─── Data records

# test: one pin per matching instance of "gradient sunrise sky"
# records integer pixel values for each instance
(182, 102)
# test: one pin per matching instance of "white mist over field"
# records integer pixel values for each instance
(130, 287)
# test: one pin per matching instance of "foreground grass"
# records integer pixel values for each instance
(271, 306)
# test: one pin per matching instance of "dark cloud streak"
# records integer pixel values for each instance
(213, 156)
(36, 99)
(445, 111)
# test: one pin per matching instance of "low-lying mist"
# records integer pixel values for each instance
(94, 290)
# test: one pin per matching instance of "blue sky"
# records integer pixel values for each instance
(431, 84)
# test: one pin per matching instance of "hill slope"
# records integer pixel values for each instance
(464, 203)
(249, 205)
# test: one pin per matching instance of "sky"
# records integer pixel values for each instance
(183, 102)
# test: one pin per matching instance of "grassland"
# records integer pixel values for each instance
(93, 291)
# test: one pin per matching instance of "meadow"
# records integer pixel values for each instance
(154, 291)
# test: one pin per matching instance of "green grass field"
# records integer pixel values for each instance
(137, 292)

──────

* **Description of the task**: All of the material is to be given again exactly.

* **Solved problem**:
# test: one pin per matching instance of "gradient sunrise sky"
# records integer pixel values for each instance
(182, 102)
# test: one pin per matching instance of "white mist over field"
# records integer pixel values for each instance
(130, 287)
# test: one pin per matching instance of "foreground grass"
# records integer pixel values for each instance
(271, 306)
# test: one pin per matching instance of "dark cloud streak"
# records integer pixel values for each instance
(213, 156)
(36, 99)
(445, 111)
# test: one pin per matching instance of "low-lying mist"
# records integer pixel values for each instance
(94, 290)
# test: one pin per matching instance of "blue sky"
# records integer pixel values for each instance
(431, 84)
# test: one pin per matching instance of "hill slope"
# records integer pixel values for each instance
(464, 203)
(249, 205)
# test: one pin per matching instance of "sky"
# records integer pixel values for each instance
(183, 102)
# test: one pin per matching instance of "grassland"
# records integer pixel values for each instance
(93, 291)
# test: one pin per matching instance of "meadow"
# records integer pixel values for each instance
(154, 291)
# test: one pin per matching instance of "green grass field"
# records integer pixel values for each instance
(137, 292)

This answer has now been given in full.